▸ Your goal: Every record must be repeated exactly, with no omission.

▸ Dataset extract:
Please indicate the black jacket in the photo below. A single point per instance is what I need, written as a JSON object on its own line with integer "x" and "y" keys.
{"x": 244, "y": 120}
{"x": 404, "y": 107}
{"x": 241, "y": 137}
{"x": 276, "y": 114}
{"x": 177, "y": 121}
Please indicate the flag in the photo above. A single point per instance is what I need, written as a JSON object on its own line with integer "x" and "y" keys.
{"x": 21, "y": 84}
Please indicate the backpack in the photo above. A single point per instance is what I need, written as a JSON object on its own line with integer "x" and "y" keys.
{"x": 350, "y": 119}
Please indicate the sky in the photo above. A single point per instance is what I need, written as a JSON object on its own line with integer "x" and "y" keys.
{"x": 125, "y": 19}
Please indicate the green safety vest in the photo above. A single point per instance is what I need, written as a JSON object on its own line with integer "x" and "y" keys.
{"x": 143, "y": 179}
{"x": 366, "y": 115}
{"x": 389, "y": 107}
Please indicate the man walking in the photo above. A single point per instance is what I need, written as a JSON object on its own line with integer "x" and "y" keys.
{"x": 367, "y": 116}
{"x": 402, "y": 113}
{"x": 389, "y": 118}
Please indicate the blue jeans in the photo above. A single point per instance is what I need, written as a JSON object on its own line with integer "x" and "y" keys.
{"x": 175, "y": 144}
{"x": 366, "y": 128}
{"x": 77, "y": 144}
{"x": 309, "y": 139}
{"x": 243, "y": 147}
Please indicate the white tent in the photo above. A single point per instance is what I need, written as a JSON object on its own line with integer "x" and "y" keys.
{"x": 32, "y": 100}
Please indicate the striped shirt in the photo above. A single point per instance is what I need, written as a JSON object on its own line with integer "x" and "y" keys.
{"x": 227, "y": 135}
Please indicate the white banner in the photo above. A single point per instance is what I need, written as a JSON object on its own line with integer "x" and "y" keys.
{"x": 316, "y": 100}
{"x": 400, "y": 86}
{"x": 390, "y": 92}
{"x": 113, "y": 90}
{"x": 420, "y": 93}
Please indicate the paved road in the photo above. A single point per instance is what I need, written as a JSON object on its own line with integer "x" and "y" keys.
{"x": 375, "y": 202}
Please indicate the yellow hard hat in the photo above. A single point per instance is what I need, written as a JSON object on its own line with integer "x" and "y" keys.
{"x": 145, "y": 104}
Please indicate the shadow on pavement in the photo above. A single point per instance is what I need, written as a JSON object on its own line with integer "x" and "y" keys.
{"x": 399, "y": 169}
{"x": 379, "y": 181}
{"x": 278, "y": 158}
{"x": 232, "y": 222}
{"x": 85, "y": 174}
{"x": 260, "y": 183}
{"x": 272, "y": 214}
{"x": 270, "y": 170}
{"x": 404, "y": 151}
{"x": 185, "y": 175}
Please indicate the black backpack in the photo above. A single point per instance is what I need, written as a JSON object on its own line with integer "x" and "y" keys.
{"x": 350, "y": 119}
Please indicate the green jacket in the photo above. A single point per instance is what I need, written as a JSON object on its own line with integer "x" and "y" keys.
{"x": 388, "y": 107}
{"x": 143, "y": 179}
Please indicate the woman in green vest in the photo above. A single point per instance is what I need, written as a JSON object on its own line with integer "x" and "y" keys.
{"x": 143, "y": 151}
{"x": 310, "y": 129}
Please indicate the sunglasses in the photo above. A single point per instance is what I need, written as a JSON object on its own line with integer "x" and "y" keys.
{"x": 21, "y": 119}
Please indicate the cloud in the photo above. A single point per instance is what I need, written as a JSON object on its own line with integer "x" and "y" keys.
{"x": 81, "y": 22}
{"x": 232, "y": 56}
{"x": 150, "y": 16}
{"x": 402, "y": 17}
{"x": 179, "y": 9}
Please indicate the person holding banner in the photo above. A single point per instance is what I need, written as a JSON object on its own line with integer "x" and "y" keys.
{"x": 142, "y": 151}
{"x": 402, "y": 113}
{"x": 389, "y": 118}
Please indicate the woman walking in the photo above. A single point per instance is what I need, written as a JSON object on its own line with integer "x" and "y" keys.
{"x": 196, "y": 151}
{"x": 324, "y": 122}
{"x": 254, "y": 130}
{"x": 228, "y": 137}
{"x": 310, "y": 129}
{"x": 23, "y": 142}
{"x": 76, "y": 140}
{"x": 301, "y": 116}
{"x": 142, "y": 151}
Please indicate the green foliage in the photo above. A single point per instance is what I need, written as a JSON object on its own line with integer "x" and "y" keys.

▸ Exercise solution:
Please indicate the black jacket in the photo below. A single point per instance is what I need, written as a JSON object on its own line with integer "x" and "y" keys.
{"x": 244, "y": 120}
{"x": 404, "y": 107}
{"x": 241, "y": 137}
{"x": 276, "y": 114}
{"x": 177, "y": 121}
Please indicate the flag in the photo above. A single point per instance is what I need, written as a JSON object on its own line with integer "x" and "y" keys.
{"x": 21, "y": 84}
Please indicate the backpack in the photo above. A single point per instance is what I need, written as a JSON object on its own line with integer "x" and "y" keys.
{"x": 350, "y": 119}
Please indicate the sky in the photo above. A single point per instance is what I need, written as a JSON object on its own line with integer "x" and "y" keys.
{"x": 125, "y": 19}
Please indicate the green safety vest in the photo above. A single point per instance is what I need, written as a JSON object on its own line with integer "x" and "y" keys.
{"x": 143, "y": 179}
{"x": 366, "y": 115}
{"x": 389, "y": 107}
Please indicate the man walking in the photo above. A single point per instance is what I need, written as a JSON object on its own line with integer "x" and "y" keys.
{"x": 367, "y": 116}
{"x": 402, "y": 113}
{"x": 389, "y": 118}
Please indicate the blue jeans in the photo above. A single point per instance is what I need, written as a JSON object on its own line with integer "x" and "y" keys.
{"x": 175, "y": 144}
{"x": 366, "y": 128}
{"x": 77, "y": 144}
{"x": 309, "y": 139}
{"x": 243, "y": 147}
Please indicate the white tent in the photo above. A single point per instance is what I need, written as a JSON object on its own line with integer "x" and "y" keys.
{"x": 32, "y": 100}
Please indicate the striped shirt in the photo above. A single point per instance is what I need, written as a JSON object on its own line with integer "x" and "y" keys.
{"x": 227, "y": 135}
Please indicate the white banner in the photo above. A single point per instance is what I need, written as a JSON object on its own line with integer "x" and "y" keys.
{"x": 316, "y": 100}
{"x": 400, "y": 86}
{"x": 390, "y": 92}
{"x": 113, "y": 90}
{"x": 420, "y": 93}
Please indicate the paved road in the photo above. A single point per instance is what I need, written as a JSON object on its own line with integer "x" and "y" keys.
{"x": 375, "y": 202}
Please indicate the yellow hard hat in the photo above. A single point per instance is what I need, written as a JSON object on its own line with integer "x" and "y" keys.
{"x": 145, "y": 104}
Please indicate the shadow on pavement in the photo above. A single point per instance is what I need, written as a JSON object on its own line with integer "x" and "y" keys.
{"x": 399, "y": 169}
{"x": 379, "y": 181}
{"x": 278, "y": 158}
{"x": 232, "y": 222}
{"x": 85, "y": 174}
{"x": 260, "y": 183}
{"x": 272, "y": 214}
{"x": 270, "y": 170}
{"x": 404, "y": 151}
{"x": 185, "y": 175}
Please indicate the black backpack in the photo above. A single point per instance is what I need, written as a JSON object on its own line with integer "x" and "y" keys.
{"x": 350, "y": 119}
Please indicate the green jacket in the photo above. A single point per instance is what I need, written as a JSON object on its own line with integer "x" and "y" keys.
{"x": 388, "y": 107}
{"x": 143, "y": 179}
Please indicate the woman in green vest in the photo above. A single point per instance is what I need, written as a JSON object on its own line with integer "x" and "y" keys.
{"x": 143, "y": 151}
{"x": 310, "y": 129}
Please indicate the sunglasses in the photo above. A single point per instance is what I need, written as a JSON object on its own line with integer "x" and "y" keys.
{"x": 21, "y": 119}
Please indicate the cloud in the photo above. A single point per instance is what I need, written as a JSON object on its own line with integer "x" and "y" keys.
{"x": 81, "y": 22}
{"x": 232, "y": 56}
{"x": 150, "y": 16}
{"x": 402, "y": 17}
{"x": 179, "y": 9}
Please indicate the person holding banner in the photo above. A single point per instance is what I need, written as a JSON object on its own line with integer "x" and "y" keys.
{"x": 142, "y": 151}
{"x": 402, "y": 113}
{"x": 389, "y": 118}
Please indicate the woman walking in the photo above. A single point per instance is what I need, written as a JSON object on its own line with integer "x" and "y" keys.
{"x": 196, "y": 151}
{"x": 324, "y": 122}
{"x": 254, "y": 130}
{"x": 228, "y": 137}
{"x": 310, "y": 129}
{"x": 23, "y": 142}
{"x": 76, "y": 140}
{"x": 301, "y": 116}
{"x": 142, "y": 151}
Please indicate the green foliage in the photo above. A single point per instance is what I need, written as a JSON object on its own line with integer "x" and "y" keys.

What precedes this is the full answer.